─── Material

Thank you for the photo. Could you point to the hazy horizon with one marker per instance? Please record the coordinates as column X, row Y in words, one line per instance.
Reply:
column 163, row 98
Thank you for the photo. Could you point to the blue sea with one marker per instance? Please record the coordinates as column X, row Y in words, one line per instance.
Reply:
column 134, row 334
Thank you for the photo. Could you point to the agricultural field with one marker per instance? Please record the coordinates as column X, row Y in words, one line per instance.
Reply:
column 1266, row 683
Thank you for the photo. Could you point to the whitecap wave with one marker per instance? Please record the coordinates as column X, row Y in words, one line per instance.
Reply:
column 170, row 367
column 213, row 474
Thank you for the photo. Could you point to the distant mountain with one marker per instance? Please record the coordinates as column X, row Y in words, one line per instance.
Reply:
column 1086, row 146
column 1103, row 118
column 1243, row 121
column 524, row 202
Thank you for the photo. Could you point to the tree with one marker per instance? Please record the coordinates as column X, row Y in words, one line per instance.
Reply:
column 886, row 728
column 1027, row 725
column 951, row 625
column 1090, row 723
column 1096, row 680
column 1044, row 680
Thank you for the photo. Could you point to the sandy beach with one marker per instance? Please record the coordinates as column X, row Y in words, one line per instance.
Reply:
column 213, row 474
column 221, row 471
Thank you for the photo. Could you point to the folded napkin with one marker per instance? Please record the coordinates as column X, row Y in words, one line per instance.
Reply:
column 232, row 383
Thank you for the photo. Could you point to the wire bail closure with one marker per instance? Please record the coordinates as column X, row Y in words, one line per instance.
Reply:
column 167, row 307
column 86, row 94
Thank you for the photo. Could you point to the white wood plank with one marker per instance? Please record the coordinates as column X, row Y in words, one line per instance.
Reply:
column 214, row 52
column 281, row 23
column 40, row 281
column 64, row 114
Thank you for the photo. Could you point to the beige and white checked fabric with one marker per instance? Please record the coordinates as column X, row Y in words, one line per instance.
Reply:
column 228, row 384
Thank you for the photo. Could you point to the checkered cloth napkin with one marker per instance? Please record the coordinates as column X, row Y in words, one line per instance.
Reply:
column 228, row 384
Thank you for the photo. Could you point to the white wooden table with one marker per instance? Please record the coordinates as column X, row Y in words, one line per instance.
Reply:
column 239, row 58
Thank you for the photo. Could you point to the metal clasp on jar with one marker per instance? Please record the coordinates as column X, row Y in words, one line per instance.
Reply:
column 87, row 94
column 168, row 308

──────

# [Description of the task]
Reproduce word for word the lines of the items, starting with the line that contains "Thank you for the photo. Could you point to the metal" and continuing through the final line of the items.

# [Finished answer]
Thank you for the photo. Could you point to the metal clasp on jar with one marker per instance? Please record the coordinates as column X, row Y in words, one line per instance.
Reply:
column 87, row 94
column 168, row 308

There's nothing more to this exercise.